WRITTEN TASK
Return every line from the rows below that contains the string "cable".

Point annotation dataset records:
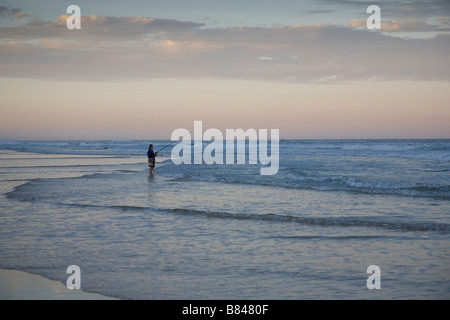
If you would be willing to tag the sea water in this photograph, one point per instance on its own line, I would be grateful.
(334, 208)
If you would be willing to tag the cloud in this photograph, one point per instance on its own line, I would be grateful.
(121, 48)
(12, 13)
(408, 25)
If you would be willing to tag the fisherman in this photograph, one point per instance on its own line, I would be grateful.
(151, 158)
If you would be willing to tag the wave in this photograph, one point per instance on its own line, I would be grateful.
(298, 180)
(368, 222)
(322, 221)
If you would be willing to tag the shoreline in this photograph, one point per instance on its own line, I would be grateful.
(20, 285)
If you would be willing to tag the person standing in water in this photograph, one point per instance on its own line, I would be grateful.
(151, 158)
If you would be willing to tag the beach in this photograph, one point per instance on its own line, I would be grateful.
(225, 231)
(18, 285)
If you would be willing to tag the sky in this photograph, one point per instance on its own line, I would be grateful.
(141, 69)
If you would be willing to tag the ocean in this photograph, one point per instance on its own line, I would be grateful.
(201, 231)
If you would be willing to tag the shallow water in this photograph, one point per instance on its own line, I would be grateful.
(226, 232)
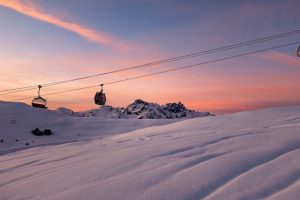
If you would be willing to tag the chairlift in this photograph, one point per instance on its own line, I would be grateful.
(39, 102)
(100, 97)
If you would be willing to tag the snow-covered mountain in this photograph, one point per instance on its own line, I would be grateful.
(247, 155)
(140, 109)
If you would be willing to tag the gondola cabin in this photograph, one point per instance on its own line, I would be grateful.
(39, 102)
(100, 97)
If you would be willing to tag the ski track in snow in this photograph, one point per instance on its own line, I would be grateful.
(247, 155)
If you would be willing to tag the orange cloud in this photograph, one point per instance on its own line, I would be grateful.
(283, 58)
(30, 9)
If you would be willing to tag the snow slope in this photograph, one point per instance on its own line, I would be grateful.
(18, 119)
(248, 155)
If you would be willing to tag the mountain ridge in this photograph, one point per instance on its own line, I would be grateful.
(140, 109)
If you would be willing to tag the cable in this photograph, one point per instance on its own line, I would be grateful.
(170, 70)
(233, 46)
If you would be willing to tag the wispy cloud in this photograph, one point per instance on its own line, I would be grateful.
(282, 58)
(31, 9)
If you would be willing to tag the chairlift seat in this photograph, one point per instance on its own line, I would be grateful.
(39, 102)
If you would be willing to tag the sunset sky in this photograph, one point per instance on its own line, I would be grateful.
(44, 41)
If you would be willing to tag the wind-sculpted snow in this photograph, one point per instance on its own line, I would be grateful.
(248, 155)
(17, 120)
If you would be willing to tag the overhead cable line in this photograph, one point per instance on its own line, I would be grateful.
(200, 53)
(169, 70)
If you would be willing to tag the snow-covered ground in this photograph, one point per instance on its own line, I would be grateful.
(247, 155)
(18, 119)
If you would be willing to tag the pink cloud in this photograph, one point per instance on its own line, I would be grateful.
(282, 58)
(30, 9)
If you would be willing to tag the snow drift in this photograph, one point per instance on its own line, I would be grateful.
(248, 155)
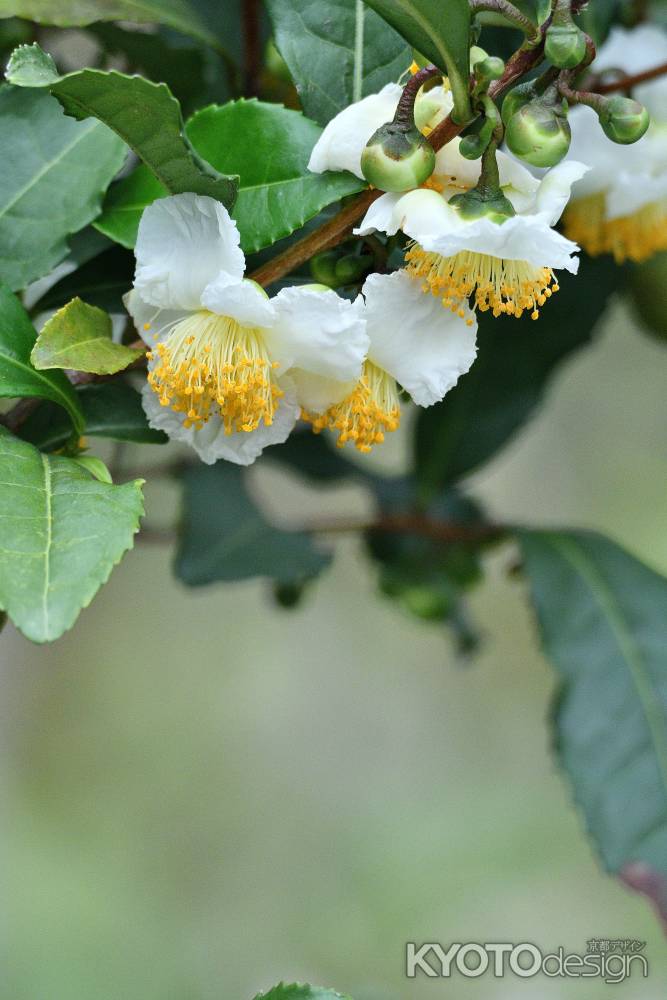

WORKED ANSWER
If you would be willing to tag the cable in this photograph, one point per instance on its own line, I would be grateful.
If you would be willing to tag the overhead cable line in this photograph, one point per instance on its own line, I would be grateful.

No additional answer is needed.